- [Requirements]: Rewrite the items from the line with "Please examine the photo and determine if any white" to the line with "left=13, top=55, right=191, bottom=81", putting "silver fuselage" in place of "white fuselage" and changing nothing else.

— Start of Provided records —

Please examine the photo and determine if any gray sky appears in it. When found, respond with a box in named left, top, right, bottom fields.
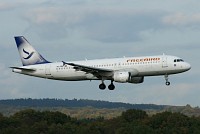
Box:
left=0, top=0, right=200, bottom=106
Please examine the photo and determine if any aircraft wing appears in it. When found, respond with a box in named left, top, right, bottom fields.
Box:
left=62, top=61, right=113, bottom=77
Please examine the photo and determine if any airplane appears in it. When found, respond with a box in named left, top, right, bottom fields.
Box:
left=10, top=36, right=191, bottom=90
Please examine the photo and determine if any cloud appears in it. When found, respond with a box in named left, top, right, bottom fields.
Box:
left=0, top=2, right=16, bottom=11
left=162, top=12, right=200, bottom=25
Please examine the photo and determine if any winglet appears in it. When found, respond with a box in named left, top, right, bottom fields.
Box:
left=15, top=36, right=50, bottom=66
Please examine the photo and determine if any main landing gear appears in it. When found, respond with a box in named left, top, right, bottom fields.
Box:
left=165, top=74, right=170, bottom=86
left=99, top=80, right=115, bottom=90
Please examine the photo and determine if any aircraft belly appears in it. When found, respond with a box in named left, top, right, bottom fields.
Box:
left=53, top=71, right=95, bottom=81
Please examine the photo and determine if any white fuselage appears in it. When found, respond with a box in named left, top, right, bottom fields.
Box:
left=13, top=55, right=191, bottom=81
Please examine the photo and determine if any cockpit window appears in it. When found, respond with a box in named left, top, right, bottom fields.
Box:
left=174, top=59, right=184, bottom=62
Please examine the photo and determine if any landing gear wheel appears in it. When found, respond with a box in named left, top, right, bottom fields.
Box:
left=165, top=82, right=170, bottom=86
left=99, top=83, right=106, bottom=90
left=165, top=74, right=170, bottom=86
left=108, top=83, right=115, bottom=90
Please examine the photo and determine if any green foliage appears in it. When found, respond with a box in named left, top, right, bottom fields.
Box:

— End of Provided records —
— Start of Provided records —

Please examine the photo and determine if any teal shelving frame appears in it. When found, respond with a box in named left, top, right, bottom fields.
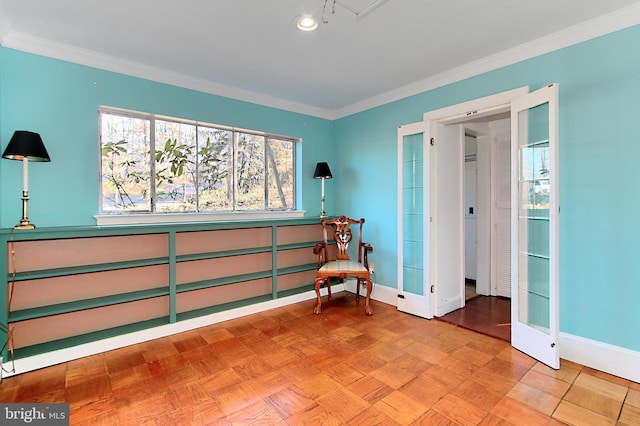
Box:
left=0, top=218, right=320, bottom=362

— End of Provided records —

- [Exercise solution]:
Please examine the photo and determine if any silver fuselage appears in it. When found, respond with a box in named left, top, right, bottom fields.
Box:
left=13, top=55, right=191, bottom=81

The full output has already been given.